With her shock of hair and cackling laugh, Phyllis Diller, who died Monday in Los Angeles at 95, was a gale force in comedy for nearly half a century.

And she was one of the first women with such a job.

“Can you name one other one?” she asked, the last time I talked to her, about five years ago. “Well, there weren’t any.”

“I didn’t mean to be a trailblazer,” she told me. “I just needed a job and my talent was being funny. And I didn’t even recognize that fact. It was my husband – Sherwood Diller – who was the person who kept insisting that I become a comic.

“We argued about it for two years,” Diller said. It finally culminated in her first gig, at a Red Cross hospital.

“There were four people in the audience – all four of them in bed,” she says. “Nobody laughed. One guy re-enlisted. Two of them died.”

It was all uphill from there.

A native of Lima, Ohio, Diller said it was a succession of fellow Ohioans who helped her early career.

“The first person that really, really recognized me and liked me a lot was a fellow Ohio person, Jack Parr,” she said.

“That exposed me to another Ohioan Bob Hope, who God knows he thought I was the funniest thing since dill pickles,” Diller said. “Bob Hope took me to a different level and made me feel that I was really funny.”

Part of her appeal was that distinctive explosion of a laugh.

When she was talking about the practice of early television, she said it was always better performing live than rehearsing over and over on tape. “I love live performance. It’s scary but it’s real. Let’s compare it to artificial insemination. Ha HA!”

Referring expression pointing data
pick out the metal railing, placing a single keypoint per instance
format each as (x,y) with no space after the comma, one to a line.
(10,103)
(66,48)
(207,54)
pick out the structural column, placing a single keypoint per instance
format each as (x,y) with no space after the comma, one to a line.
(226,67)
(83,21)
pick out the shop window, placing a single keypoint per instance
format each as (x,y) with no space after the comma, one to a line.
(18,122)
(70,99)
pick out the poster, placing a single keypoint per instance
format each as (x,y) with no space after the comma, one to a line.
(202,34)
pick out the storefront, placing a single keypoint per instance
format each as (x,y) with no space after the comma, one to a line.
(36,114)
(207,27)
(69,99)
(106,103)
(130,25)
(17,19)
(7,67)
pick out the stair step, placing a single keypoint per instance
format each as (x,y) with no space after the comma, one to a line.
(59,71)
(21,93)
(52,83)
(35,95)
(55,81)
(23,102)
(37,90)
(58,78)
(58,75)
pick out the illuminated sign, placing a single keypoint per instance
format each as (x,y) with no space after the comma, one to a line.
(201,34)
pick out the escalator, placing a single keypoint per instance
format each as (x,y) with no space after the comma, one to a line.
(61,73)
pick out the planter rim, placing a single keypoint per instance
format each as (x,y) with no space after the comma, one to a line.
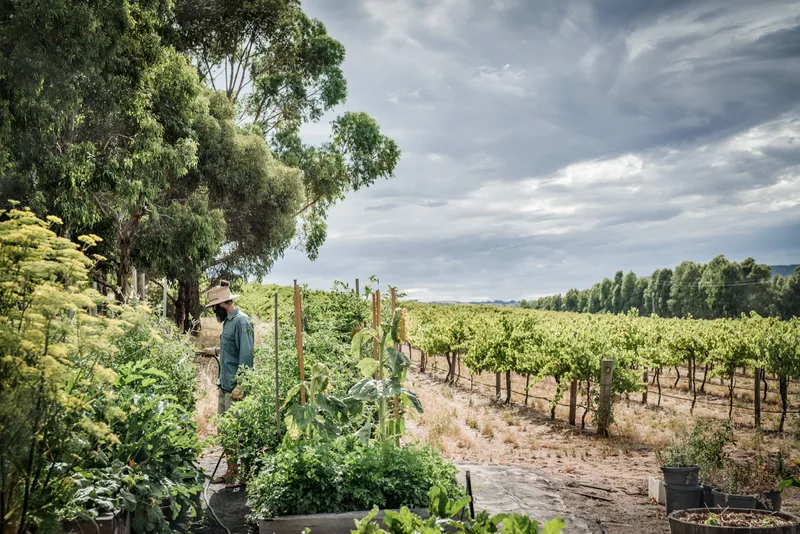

[Action item]
Continue the article above about Phyllis Diller, picking up right after its last sentence.

[Reply to the exercise]
And there went that famous laugh.

“That’s my real laugh. I can’t help that,” she said. “Sometimes I’m lying in bed trying to go to sleep and I will laugh out loud at something I thought about.”

At 90, she was still being offered a few roles – including a plastic surgery patient on “Nip/Tuck” that she didn’t take.

“I’ve been offered some things that, oh, I wish I’d been offered when I had the strength and energy to do them,” she said.

Still, Diller added, “When they need a 90-year-old woman they always come and ask me. I’ve played two dead ladies and it’s so easy to do – lie there and open your mouth.”

Still, she was able her distinctive voice to a variety of animated projects into her 90s. On the small screen she’s been heard on “Animaniacs,” “The Wild Thornberrys,” “Hey Arnold,” “Jimmy Neutron,” “King of the Hill,” “The Powerpuff Girls,” “Family Guy” and “Robot Chicken.” On the big screen, she was the voice of the Queen in “A Bug’s Life.”

“Those voice-overs, those are simple,” Diller said. “You can show up in your jammies and your curlers.”